■ **Records provided**:

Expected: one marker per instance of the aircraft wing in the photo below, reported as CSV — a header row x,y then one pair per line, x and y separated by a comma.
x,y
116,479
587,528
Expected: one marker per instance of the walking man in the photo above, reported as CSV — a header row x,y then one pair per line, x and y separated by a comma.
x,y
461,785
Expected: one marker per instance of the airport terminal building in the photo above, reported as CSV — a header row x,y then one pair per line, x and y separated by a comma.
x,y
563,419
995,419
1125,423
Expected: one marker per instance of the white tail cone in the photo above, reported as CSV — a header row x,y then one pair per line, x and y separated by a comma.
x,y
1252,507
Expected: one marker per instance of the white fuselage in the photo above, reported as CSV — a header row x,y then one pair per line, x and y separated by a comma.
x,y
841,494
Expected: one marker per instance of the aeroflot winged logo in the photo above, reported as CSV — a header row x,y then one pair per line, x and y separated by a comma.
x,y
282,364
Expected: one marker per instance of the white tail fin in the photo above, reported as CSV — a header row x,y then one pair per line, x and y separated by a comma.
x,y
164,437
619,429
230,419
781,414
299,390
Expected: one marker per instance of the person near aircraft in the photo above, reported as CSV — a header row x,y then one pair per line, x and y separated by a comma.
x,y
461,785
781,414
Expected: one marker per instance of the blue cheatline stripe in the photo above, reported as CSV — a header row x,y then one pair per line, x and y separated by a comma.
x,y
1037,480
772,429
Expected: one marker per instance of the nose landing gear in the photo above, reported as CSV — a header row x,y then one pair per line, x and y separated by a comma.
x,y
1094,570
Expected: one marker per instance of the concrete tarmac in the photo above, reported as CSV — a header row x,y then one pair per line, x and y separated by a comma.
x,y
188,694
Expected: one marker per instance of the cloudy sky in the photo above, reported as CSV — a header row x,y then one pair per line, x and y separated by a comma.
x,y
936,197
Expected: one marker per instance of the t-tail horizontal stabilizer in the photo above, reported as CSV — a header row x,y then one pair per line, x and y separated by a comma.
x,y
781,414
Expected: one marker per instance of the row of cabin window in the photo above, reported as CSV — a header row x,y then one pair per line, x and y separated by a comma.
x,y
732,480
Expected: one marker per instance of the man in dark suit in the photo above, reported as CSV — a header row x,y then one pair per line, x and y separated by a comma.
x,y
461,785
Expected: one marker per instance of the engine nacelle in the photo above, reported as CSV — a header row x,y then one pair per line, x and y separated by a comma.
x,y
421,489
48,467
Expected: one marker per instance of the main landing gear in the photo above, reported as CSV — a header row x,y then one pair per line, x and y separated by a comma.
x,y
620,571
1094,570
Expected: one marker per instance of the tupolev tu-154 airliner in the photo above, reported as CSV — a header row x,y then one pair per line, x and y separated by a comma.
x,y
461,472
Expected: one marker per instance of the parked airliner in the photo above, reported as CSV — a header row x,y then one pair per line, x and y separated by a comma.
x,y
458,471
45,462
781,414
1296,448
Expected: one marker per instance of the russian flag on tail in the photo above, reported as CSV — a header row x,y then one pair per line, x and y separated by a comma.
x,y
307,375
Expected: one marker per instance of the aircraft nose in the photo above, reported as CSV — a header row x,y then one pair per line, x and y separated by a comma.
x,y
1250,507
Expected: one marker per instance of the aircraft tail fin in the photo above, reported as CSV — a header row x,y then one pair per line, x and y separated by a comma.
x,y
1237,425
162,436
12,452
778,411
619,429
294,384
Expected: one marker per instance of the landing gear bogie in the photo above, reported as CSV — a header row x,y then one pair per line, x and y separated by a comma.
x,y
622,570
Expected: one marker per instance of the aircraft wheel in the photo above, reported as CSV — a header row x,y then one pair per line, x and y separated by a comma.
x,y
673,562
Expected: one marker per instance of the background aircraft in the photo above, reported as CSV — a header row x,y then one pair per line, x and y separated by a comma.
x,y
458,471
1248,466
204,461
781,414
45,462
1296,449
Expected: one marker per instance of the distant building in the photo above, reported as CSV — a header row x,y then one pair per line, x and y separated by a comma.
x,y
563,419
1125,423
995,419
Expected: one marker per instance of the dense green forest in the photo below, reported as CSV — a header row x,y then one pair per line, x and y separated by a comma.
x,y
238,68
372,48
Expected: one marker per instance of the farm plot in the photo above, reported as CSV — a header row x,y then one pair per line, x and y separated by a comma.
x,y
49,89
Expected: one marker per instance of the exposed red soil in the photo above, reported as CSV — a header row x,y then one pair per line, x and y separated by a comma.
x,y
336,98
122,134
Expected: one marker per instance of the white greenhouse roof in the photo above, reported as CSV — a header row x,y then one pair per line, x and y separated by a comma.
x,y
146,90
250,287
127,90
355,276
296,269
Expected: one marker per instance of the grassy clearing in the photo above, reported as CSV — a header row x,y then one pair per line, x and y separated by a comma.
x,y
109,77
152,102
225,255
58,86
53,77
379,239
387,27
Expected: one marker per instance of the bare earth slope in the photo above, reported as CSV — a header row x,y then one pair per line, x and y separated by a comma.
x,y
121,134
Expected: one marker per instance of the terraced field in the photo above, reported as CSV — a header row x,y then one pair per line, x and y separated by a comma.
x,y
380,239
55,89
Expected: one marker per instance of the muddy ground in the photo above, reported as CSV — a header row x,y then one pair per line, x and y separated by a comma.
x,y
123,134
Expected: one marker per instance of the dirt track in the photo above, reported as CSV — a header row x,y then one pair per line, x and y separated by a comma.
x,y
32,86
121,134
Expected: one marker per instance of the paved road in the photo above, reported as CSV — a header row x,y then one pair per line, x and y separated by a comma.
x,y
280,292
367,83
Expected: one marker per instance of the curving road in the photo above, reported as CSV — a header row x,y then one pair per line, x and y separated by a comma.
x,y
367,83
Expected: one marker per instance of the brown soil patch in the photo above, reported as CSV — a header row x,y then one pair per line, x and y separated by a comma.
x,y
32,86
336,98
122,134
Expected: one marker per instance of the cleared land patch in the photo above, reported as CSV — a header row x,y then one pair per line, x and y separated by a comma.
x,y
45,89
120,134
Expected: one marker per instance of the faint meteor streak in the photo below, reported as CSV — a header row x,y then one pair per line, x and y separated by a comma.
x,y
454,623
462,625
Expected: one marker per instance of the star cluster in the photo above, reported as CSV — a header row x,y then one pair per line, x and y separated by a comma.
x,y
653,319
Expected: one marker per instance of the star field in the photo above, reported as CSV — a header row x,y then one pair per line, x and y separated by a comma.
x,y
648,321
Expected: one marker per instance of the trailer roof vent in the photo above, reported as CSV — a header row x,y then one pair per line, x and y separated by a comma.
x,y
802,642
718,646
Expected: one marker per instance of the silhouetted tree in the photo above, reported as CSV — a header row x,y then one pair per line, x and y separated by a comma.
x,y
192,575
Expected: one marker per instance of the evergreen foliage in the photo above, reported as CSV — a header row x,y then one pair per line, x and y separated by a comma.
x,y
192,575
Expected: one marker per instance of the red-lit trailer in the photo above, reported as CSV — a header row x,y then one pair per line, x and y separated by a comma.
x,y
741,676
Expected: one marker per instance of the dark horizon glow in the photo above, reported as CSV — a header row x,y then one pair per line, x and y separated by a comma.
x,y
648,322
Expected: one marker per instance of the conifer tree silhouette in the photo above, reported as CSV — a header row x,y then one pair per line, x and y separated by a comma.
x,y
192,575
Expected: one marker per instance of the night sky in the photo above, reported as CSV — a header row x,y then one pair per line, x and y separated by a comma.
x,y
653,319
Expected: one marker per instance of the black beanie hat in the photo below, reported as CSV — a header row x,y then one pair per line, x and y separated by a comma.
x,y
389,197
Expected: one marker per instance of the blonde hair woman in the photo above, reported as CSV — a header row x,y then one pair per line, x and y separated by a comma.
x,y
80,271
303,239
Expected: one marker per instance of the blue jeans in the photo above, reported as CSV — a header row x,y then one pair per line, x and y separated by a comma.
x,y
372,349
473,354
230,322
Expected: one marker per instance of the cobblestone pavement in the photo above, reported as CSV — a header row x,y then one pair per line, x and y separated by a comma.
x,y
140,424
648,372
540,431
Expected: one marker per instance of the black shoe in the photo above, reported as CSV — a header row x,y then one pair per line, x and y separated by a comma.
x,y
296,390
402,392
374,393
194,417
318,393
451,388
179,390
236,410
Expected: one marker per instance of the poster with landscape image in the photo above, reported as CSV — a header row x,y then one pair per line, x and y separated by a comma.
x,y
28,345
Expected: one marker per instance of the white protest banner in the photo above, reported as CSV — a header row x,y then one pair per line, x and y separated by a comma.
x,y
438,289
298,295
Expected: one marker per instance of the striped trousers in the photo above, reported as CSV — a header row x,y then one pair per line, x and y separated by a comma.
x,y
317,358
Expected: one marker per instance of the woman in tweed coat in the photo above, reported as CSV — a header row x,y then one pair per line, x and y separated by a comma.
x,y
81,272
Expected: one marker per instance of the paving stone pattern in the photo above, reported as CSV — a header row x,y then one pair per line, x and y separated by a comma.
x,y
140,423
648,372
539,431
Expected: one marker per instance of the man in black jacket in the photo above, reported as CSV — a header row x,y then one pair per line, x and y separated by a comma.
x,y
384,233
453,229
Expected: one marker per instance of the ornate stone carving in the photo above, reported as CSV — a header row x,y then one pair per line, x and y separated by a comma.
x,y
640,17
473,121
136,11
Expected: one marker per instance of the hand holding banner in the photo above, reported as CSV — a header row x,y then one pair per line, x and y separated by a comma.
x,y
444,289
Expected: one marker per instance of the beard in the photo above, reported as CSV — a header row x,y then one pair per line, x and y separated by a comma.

■ **Exercise details**: Copy out the records above verbatim, starting at the line containing "Expected: one marker per instance of the paving" and continuing through the final line of the records.

■ **Reply**:
Expected: one marker per instance of the paving stone pattern in the photo above, reported as CSV — a header row x,y then one pair per line, x and y separated by a comma.
x,y
140,423
648,372
539,431
Expected: one marker per instance of the man in black jacket in the photo above, reported as CSV — a header row x,y then one pair per line, x and y separated by a comma.
x,y
384,233
453,229
Expected: one marker per instance of the ornate stone carving in the photo above, reported as CSV — a header row x,y then one pair per line, x and y separated by a comma.
x,y
640,17
473,121
136,11
Expected: one marker per instance of the hand holding banner in the photo above, reported as CSV — a header row x,y then one pair per line, x and y separated by a comma.
x,y
444,289
Expected: one marker per instance of the beard in the photo above, reported as CSV — a header row x,y then one pair per line, x and y separated by a comma.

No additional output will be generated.